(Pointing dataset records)
:::::
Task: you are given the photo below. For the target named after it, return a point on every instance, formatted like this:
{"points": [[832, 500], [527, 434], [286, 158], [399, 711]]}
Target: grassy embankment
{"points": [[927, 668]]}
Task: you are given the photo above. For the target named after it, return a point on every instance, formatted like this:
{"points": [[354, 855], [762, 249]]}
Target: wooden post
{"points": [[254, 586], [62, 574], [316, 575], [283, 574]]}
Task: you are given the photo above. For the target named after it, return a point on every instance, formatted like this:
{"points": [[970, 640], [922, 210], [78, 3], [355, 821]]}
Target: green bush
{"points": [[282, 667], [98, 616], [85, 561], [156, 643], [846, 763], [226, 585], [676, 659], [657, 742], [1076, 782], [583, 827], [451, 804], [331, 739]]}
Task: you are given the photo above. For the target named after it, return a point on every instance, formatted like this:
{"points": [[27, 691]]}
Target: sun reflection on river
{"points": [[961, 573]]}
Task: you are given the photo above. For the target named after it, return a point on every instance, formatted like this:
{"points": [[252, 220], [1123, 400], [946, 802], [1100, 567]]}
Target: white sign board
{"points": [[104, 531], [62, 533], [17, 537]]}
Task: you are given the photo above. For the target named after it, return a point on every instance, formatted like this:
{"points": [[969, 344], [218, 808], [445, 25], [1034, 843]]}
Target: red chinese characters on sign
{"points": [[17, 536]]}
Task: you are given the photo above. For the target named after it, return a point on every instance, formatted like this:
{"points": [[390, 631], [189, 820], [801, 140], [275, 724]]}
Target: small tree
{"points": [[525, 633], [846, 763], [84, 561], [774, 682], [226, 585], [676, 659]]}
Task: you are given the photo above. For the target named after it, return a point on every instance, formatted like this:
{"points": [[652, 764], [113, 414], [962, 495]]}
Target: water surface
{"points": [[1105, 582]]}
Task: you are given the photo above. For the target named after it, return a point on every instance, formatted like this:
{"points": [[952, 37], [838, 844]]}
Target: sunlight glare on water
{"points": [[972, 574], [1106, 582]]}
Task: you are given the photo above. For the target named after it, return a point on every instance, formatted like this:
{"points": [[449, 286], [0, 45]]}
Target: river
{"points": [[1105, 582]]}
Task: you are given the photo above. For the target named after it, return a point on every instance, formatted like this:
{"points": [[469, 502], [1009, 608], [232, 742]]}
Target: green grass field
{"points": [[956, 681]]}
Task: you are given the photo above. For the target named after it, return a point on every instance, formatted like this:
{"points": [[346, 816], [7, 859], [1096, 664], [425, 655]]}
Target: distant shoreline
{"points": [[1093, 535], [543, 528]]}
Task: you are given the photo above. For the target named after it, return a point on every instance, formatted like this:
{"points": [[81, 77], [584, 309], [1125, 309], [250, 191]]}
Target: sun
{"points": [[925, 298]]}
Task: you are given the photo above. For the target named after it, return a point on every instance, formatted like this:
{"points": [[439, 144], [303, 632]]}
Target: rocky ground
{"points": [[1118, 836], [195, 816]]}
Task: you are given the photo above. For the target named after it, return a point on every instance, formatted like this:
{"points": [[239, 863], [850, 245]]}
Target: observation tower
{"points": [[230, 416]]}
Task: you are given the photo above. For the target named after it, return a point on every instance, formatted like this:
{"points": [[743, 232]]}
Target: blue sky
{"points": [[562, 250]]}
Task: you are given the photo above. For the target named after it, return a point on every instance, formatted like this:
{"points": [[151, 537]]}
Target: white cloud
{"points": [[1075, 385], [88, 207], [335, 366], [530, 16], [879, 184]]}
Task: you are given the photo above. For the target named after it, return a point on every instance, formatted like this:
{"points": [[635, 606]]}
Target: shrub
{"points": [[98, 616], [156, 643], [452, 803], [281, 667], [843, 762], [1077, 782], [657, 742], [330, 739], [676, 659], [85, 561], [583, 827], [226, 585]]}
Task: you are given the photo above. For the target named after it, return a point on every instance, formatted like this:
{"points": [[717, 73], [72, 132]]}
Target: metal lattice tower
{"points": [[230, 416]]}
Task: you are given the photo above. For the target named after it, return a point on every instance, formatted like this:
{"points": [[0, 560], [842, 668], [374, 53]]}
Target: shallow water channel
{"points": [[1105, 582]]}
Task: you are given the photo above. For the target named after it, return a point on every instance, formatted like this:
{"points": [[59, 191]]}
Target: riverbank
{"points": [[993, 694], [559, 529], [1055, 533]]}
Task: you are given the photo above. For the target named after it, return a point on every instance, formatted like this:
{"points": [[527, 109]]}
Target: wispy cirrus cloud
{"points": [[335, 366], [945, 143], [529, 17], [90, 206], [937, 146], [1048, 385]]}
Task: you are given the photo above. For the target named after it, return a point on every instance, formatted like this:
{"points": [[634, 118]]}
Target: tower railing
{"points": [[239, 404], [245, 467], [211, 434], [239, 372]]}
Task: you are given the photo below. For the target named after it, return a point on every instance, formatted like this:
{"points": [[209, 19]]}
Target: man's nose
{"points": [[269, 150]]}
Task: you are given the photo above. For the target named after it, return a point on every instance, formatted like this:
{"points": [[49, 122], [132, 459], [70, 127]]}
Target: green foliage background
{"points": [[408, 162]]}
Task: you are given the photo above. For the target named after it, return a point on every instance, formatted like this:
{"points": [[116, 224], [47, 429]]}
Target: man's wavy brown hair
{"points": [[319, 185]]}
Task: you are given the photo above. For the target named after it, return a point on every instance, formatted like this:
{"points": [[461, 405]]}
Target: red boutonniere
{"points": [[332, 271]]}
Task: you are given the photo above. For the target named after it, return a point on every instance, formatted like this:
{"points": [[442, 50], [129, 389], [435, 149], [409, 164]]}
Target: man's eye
:::::
■ Task goal
Extract every record and return it verbatim.

■ Result of this exercise
Task: you are given the photo below. For the target named after it, return a point on every instance, formatted like this:
{"points": [[832, 500], [527, 434], [286, 158], [399, 711]]}
Target: grassy embankment
{"points": [[927, 668]]}
Task: you are given the photo above. For the target named after it, return a point on every instance, formatted like this:
{"points": [[354, 855], [762, 249]]}
Target: wooden post
{"points": [[254, 586], [62, 574], [316, 575], [283, 574]]}
Task: you are given the photo above. For the target named after it, return a point on every instance, formatted like this:
{"points": [[970, 640], [922, 210], [78, 3], [355, 821]]}
Target: green bush
{"points": [[282, 667], [98, 616], [85, 561], [156, 643], [846, 763], [226, 585], [676, 659], [657, 742], [1076, 782], [583, 827], [451, 804], [331, 739]]}
Task: you are given the photo above. For the target named after it, return a point on every instance, formatted like this:
{"points": [[27, 691]]}
Target: sun reflection on river
{"points": [[961, 573]]}
Task: you are given the photo above. For the target named after it, return a point on every instance, formatted like this:
{"points": [[252, 220], [1123, 400], [946, 802], [1100, 567]]}
Target: white sign board
{"points": [[104, 531], [62, 533], [17, 537]]}
Task: you are given the photo above. For the target named after it, return a point on every instance, formatted like this:
{"points": [[969, 344], [218, 808], [445, 25], [1034, 843]]}
Target: red chinese characters on sign
{"points": [[17, 536]]}
Task: you are given the photo above. For the target named after it, return a point on every instance, formatted like this:
{"points": [[390, 631], [189, 820], [801, 140], [275, 724]]}
Target: small tree
{"points": [[525, 633], [846, 763], [84, 561], [774, 682], [226, 585], [676, 659]]}
Task: you are given the photo above. For the target named after it, return a point on every instance, formatted like this:
{"points": [[652, 764], [113, 414], [962, 495]]}
Target: water surface
{"points": [[1105, 582]]}
Task: you are given the photo above. For the target named after it, return a point on every instance, formatted like this:
{"points": [[952, 37], [838, 844]]}
Target: sunlight glare on water
{"points": [[972, 574], [1106, 582]]}
Task: you are given the photo above. For the target named after it, return a point on every instance, formatted like this:
{"points": [[449, 286], [0, 45]]}
Target: river
{"points": [[1105, 582]]}
Task: you are given the photo above. For the target named after it, return a point on every instance, formatted like this:
{"points": [[469, 502], [1009, 608], [232, 742]]}
Target: green grass field
{"points": [[956, 681]]}
Task: you are given the photo above. For the target named after it, return a point on every instance, formatted like this:
{"points": [[346, 816], [7, 859], [1096, 664], [425, 655]]}
Target: distant shoreline
{"points": [[1093, 535], [543, 528]]}
Task: you are given the photo above. For the target named after it, return a point on every instance, formatted like this:
{"points": [[81, 77], [584, 309], [1125, 309], [250, 191]]}
Target: sun
{"points": [[925, 298]]}
Task: you are given the photo above. For the target named after it, return a point on every instance, formatted like this:
{"points": [[439, 144], [303, 632]]}
Target: rocky ground
{"points": [[1118, 836], [195, 816]]}
Task: you are given the photo above. For the target named after it, return a point on every instance, formatted like this:
{"points": [[239, 863], [850, 245]]}
Target: observation tower
{"points": [[230, 416]]}
Task: you are given the photo above. For the target named after it, return a point on every instance, formatted like this:
{"points": [[743, 232]]}
Target: blue sky
{"points": [[562, 250]]}
Task: you are given the photo above. For the target named after it, return a point on every instance, formatted like this:
{"points": [[151, 537]]}
Target: white cloud
{"points": [[1075, 385], [88, 207], [335, 366], [530, 16], [879, 184]]}
Task: you are given the photo above. For the target named after it, return a point on every instance, formatted like this:
{"points": [[635, 606]]}
Target: shrub
{"points": [[98, 616], [156, 643], [452, 803], [281, 667], [843, 762], [1077, 782], [657, 742], [330, 739], [676, 659], [85, 561], [583, 827], [226, 585]]}
Task: you are given the photo above. For the target named after it, return a point on every instance, formatted like this:
{"points": [[717, 73], [72, 132]]}
Target: metal lattice tower
{"points": [[230, 416]]}
Task: you are given the photo above. For the target named after it, return a point on every instance, formatted like this:
{"points": [[0, 560], [842, 668], [374, 53]]}
Target: shallow water channel
{"points": [[1105, 582]]}
Task: you are given the photo above. For the target named after it, return a point on every instance, formatted like this:
{"points": [[59, 191]]}
Target: riverbank
{"points": [[993, 694], [559, 529], [1055, 533]]}
Task: you are given the photo above. For the target named after it, return a point on every instance, formatted like this:
{"points": [[527, 109]]}
Target: wispy cirrus cloud
{"points": [[335, 366], [945, 143], [529, 17], [90, 206], [937, 146], [1048, 385]]}
Task: you are given the photo above. For the target named after it, return a point on every instance, formatted like this:
{"points": [[634, 118]]}
Target: tower railing
{"points": [[239, 404], [245, 467], [211, 434], [239, 372]]}
Task: you are given the photo below. For the target named after it, return a point on every instance, formatted like this:
{"points": [[209, 19]]}
Target: man's nose
{"points": [[269, 150]]}
Task: you are given the photo above. For the target named after it, return a point on every instance, formatted like this:
{"points": [[49, 122], [132, 459], [70, 127]]}
Target: green foliage background
{"points": [[408, 162]]}
Task: you are given the photo above. For the target named after it, return a point on every instance, formatted like this:
{"points": [[116, 224], [47, 429]]}
Target: man's wavy brown hair
{"points": [[319, 185]]}
Task: you are given the photo above. For the target named after it, return a point on every instance, formatted like this:
{"points": [[461, 405]]}
Target: red boutonniere
{"points": [[332, 271]]}
Task: you are given the photo above. For the target named after it, return a point on every instance, formatted like this:
{"points": [[442, 50], [129, 389], [435, 149], [409, 164]]}
Target: man's eye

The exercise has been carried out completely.